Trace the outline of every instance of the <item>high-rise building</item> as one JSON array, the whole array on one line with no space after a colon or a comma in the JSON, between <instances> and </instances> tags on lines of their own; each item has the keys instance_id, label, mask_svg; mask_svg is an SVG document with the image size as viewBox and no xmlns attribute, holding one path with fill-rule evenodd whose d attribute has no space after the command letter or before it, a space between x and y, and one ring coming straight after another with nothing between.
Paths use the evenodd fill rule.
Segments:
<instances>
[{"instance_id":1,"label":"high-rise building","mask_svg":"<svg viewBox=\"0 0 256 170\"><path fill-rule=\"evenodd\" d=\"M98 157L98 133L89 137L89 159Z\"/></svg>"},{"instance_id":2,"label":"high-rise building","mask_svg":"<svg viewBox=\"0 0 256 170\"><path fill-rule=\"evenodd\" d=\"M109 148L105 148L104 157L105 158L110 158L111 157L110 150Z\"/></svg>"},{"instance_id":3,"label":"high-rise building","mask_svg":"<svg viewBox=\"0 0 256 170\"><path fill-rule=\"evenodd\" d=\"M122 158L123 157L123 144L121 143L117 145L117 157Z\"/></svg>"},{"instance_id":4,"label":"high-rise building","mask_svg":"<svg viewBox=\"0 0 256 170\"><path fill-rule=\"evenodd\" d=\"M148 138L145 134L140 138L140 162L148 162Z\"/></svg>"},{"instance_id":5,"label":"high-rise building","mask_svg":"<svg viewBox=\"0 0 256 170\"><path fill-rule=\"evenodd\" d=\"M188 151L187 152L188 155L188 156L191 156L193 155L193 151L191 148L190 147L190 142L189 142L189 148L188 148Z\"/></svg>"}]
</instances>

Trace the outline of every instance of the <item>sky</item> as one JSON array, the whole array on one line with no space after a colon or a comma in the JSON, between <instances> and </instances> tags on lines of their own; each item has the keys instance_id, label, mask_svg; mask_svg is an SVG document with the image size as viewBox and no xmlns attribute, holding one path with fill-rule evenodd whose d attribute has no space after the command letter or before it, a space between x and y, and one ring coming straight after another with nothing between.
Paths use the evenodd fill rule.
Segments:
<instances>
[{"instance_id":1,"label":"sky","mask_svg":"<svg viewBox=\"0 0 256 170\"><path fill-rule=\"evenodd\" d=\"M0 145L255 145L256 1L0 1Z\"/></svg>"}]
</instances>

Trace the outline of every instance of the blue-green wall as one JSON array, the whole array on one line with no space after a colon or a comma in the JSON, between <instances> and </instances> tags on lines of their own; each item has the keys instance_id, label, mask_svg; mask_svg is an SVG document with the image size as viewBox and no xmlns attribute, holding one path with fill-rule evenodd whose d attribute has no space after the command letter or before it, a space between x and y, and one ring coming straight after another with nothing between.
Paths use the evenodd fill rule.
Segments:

• _Written task_:
Type out all of the material again, word for word.

• _Answer for the task_:
Trace the outline of every instance of the <item>high-rise building</item> as one JSON array, the whole array on one line with no space after a colon or a comma in the JSON, between <instances> and </instances> tags on lines of their own; each item has the keys instance_id, label, mask_svg; mask_svg is an SVG document with the image size as viewBox and no xmlns attribute, holding one path with fill-rule evenodd whose d attribute has no space after the command letter or before it, a space between x and y, and one ring coming straight after another with nothing between.
Paths use the evenodd fill rule.
Segments:
<instances>
[{"instance_id":1,"label":"high-rise building","mask_svg":"<svg viewBox=\"0 0 256 170\"><path fill-rule=\"evenodd\" d=\"M98 157L98 133L89 137L89 159Z\"/></svg>"},{"instance_id":2,"label":"high-rise building","mask_svg":"<svg viewBox=\"0 0 256 170\"><path fill-rule=\"evenodd\" d=\"M109 148L105 148L104 157L105 158L110 158L111 157L110 150Z\"/></svg>"},{"instance_id":3,"label":"high-rise building","mask_svg":"<svg viewBox=\"0 0 256 170\"><path fill-rule=\"evenodd\" d=\"M122 158L123 157L123 144L121 143L117 145L117 157Z\"/></svg>"},{"instance_id":4,"label":"high-rise building","mask_svg":"<svg viewBox=\"0 0 256 170\"><path fill-rule=\"evenodd\" d=\"M148 138L145 134L140 138L140 162L148 162Z\"/></svg>"},{"instance_id":5,"label":"high-rise building","mask_svg":"<svg viewBox=\"0 0 256 170\"><path fill-rule=\"evenodd\" d=\"M188 151L187 152L188 155L188 156L191 156L193 155L193 151L191 148L190 147L190 142L189 142L189 148L188 148Z\"/></svg>"}]
</instances>

Trace the outline of every instance of the <item>sky</item> as one JSON array, the whole array on one line with no space after a colon or a comma in the JSON, between <instances> and </instances> tags on lines of their own; each item has the keys instance_id, label, mask_svg; mask_svg is an SVG document with the image size as viewBox and no xmlns attribute, holding one path with fill-rule evenodd whose d attribute has no space after the command letter or before it, a space between x and y, and one ring coming straight after another with nothing between.
Paths use the evenodd fill rule.
Segments:
<instances>
[{"instance_id":1,"label":"sky","mask_svg":"<svg viewBox=\"0 0 256 170\"><path fill-rule=\"evenodd\" d=\"M0 145L255 145L256 1L0 1Z\"/></svg>"}]
</instances>

Trace the outline of every instance of the blue-green wall as one JSON array, the whole array on one line with no space after a colon or a comma in the JSON, between <instances> and </instances> tags on lines of their own; each item has the keys instance_id, label, mask_svg; mask_svg is an SVG document with the image size as viewBox and no xmlns attribute, holding one path with fill-rule evenodd whose d attribute has no space after the command letter or before it, a space between x and y, and one ring coming straight after another with nothing between.
Paths use the evenodd fill rule.
Segments:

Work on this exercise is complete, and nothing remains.